WHAT THE TASK ASKS:
Format all of the material below as a numbered list, skipping any blank lines. Leave the pictures out of your answer.

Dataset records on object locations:
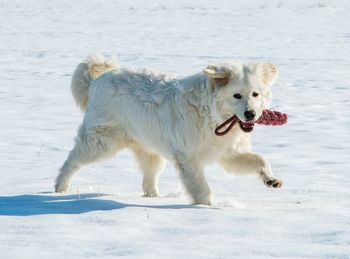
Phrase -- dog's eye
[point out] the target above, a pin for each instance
(237, 96)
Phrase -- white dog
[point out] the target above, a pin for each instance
(160, 116)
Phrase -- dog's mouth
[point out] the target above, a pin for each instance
(246, 126)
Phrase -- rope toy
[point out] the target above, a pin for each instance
(267, 117)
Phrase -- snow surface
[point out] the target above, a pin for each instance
(104, 215)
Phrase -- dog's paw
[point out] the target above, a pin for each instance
(274, 183)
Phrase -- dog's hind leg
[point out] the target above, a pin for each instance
(91, 145)
(250, 164)
(151, 165)
(192, 175)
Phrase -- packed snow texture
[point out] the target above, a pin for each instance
(104, 215)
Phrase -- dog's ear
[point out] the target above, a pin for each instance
(269, 73)
(219, 74)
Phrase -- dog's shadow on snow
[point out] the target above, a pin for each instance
(44, 204)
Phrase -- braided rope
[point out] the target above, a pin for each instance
(269, 118)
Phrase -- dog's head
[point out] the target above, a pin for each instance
(242, 89)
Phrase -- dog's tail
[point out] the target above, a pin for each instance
(87, 71)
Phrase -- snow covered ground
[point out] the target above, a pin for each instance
(104, 215)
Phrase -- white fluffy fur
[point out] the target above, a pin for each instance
(160, 117)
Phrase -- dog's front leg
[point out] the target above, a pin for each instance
(250, 163)
(193, 177)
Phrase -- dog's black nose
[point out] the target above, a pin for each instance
(249, 115)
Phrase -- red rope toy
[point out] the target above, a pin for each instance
(268, 117)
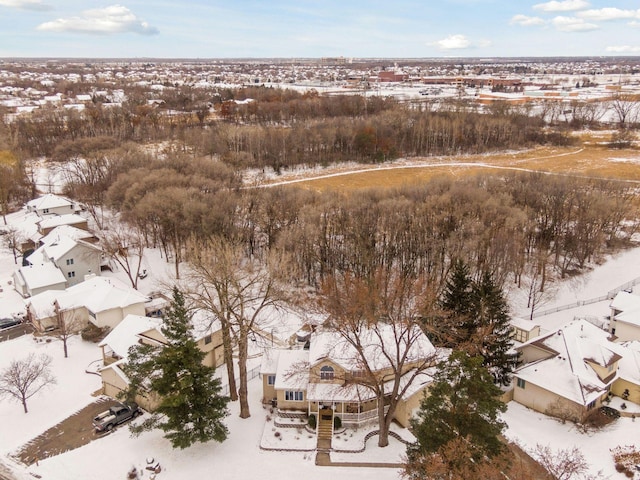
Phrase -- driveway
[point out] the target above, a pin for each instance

RESPONSE TO THE TASK:
1. Phrase -- dog's eye
2. [point out] the target above, a pin for each instance
3. (237, 96)
4. Phrase -- white dog
5. [point out] the target above, a pin for each instance
6. (160, 116)
7. Phrase -- dog's mouth
8. [point out] the target above, a pin for each instance
9. (246, 126)
10. Phrase -- rope toy
11. [point out] the target above, a pin for each instance
12. (267, 117)
13. Phrase -- snow surface
14. [point out] the target above, a pin for each instance
15. (104, 215)
16. Phrase -- dog's paw
17. [point out] the target above, a pin for each instance
18. (274, 183)
19. Phrase -- dog's hind leg
20. [point out] the target above, a pin for each instance
21. (91, 145)
22. (250, 164)
23. (151, 165)
24. (192, 175)
25. Phrase -- packed snow texture
26. [point out] the target above, a pin for each instance
27. (104, 215)
28. Phrase -- dog's ear
29. [point out] the target above, a pin for each instance
30. (269, 73)
31. (219, 74)
32. Phrase -- dog's shadow on snow
33. [point out] the target above, a pin for each instance
34. (44, 204)
35. Phrase -- braided rope
36. [point out] the target above, a pin for each instance
37. (269, 118)
38. Phrase -- dog's head
39. [point out] the target above, a pin for each instance
40. (242, 89)
41. Phrase -- dog's tail
42. [point out] the target above, a pin for each instance
43. (87, 71)
44. Phrase -- snow covered ground
45. [point out] the target above, a pin for each instance
46. (104, 215)
47. Phrase -- white fluffy fur
48. [point out] the target above, a pin for each instance
49. (160, 117)
50. Phrase -- dog's front leg
51. [point out] the target above, a pin for each instance
52. (250, 163)
53. (193, 177)
54. Phrase -- dog's black nose
55. [point out] the target above, a pin for each instance
56. (249, 115)
57. Phrase -- red rope toy
58. [point out] the target above, a pin for each instance
59. (268, 117)
60. Phrase -- driveway
61. [point out] the target above, a pin for each instance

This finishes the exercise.